### SET TASK:
Convert the records, from their beginning through the line containing "[282,154,302,170]", into a numbered list with blank lines omitted. Leave the pictures out.

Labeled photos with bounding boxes
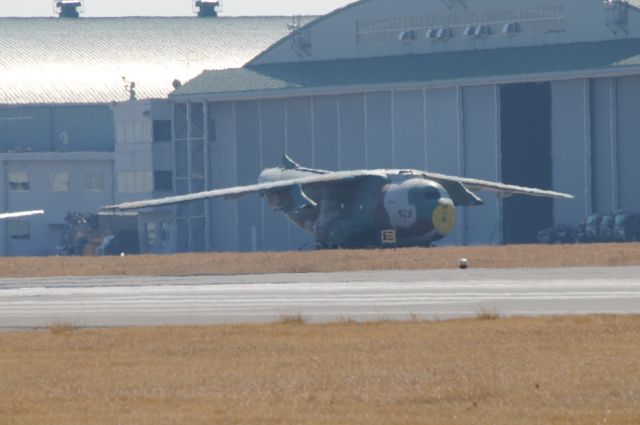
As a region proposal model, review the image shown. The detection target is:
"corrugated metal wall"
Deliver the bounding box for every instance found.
[172,77,640,251]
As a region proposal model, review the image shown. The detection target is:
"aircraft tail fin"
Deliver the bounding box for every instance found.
[282,154,302,170]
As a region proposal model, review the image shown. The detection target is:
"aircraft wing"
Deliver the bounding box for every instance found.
[0,210,44,220]
[101,170,387,211]
[421,172,574,205]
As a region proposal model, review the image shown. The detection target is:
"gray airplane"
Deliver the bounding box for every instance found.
[0,210,44,220]
[102,155,573,248]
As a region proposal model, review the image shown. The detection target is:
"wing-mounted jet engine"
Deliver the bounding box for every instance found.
[103,155,573,248]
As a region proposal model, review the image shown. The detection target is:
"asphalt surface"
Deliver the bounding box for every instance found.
[0,267,640,329]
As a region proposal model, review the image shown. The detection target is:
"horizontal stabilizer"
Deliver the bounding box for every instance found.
[422,172,574,199]
[0,210,44,220]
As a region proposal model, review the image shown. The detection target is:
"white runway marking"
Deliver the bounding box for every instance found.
[0,268,640,328]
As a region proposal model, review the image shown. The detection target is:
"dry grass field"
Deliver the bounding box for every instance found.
[0,315,640,425]
[0,244,640,425]
[0,243,640,277]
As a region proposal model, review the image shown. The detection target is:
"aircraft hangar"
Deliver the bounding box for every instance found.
[169,0,640,251]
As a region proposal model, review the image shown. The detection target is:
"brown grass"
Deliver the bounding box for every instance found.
[0,316,640,425]
[0,243,640,277]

### ANSWER FOR THE TASK:
1. As a region proposal model, review the image shown. The detection target is:
2. "corrugated metal wall"
3. Deliver the bounding box for every instance found.
4. [172,77,640,251]
5. As a region proposal model, review the image shown. The detection target is:
6. "aircraft tail fin"
7. Deliver the bounding box for every instance found.
8. [282,154,302,170]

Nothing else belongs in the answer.